'''

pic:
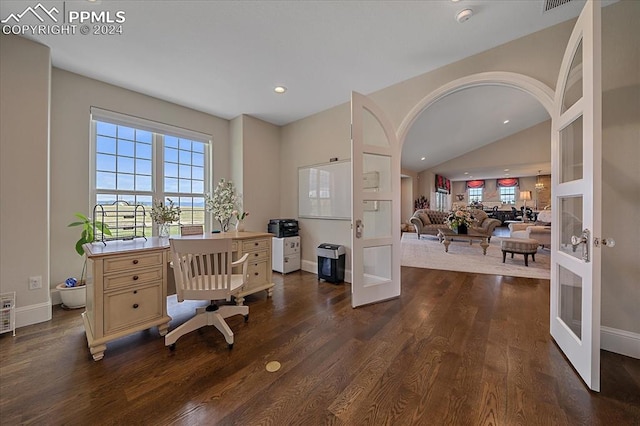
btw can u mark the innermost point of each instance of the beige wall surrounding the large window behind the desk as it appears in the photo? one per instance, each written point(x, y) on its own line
point(72, 96)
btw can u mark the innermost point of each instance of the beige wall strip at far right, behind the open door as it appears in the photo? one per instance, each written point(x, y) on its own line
point(620, 171)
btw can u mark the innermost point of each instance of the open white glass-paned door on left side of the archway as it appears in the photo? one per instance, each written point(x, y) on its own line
point(375, 208)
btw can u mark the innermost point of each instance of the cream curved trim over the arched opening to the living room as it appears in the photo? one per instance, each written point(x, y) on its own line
point(540, 91)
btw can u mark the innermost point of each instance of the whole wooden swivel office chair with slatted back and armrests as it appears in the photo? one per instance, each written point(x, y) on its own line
point(203, 271)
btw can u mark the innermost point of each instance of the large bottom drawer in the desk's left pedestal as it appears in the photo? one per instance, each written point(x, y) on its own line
point(128, 308)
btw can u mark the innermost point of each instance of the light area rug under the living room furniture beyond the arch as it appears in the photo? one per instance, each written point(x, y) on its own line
point(428, 252)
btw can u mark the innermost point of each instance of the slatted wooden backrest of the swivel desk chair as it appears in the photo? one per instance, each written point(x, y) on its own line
point(202, 268)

'''

#### EXERCISE
Return the full listing exactly as it appears above, without its pictures.

#### SOLUTION TO THIS EXERCISE
pic:
btw can u mark the innermost point of each instance of the beige wall surrounding the large window behind the desk as it appears in the photo? one per instance, each written point(x, y) on its own line
point(72, 96)
btw can u mark the innermost point of each instance of the beige wall strip at far right, behind the open door as it appears in the photo? one per instance, each written point(x, y) on its own line
point(620, 171)
btw can u mark the innermost point of each instance of the open white glass-paned door on left side of the archway as it appears in the photo? one per instance, each written point(x, y) on its own line
point(375, 208)
btw can u mark the innermost point of each instance of the cream curved trim over the arched opening to the living room as it appears in the photo? one per instance, each written point(x, y) on its own line
point(540, 91)
btw can u mark the innermost point of each instance of the whole wooden swivel office chair with slatted back and armrests as it appears in the photo? one per instance, each written point(x, y) on its own line
point(203, 271)
btw can u mark the innermost point of each instance of the large bottom drawer in the desk's left pedestal as it appears in the photo? one per instance, each written point(x, y) on its own line
point(128, 308)
btw can u mark the innermost point of each instance of the light area rug under the living room furniture beyond the arch as it appears in the photo? one per instance, each written point(x, y) on its own line
point(428, 252)
btw can u mark the innermost point of each instance of the slatted wooden backrest of the swivel desk chair as it appears in the photo? one per instance, each written point(x, y) on its own line
point(202, 268)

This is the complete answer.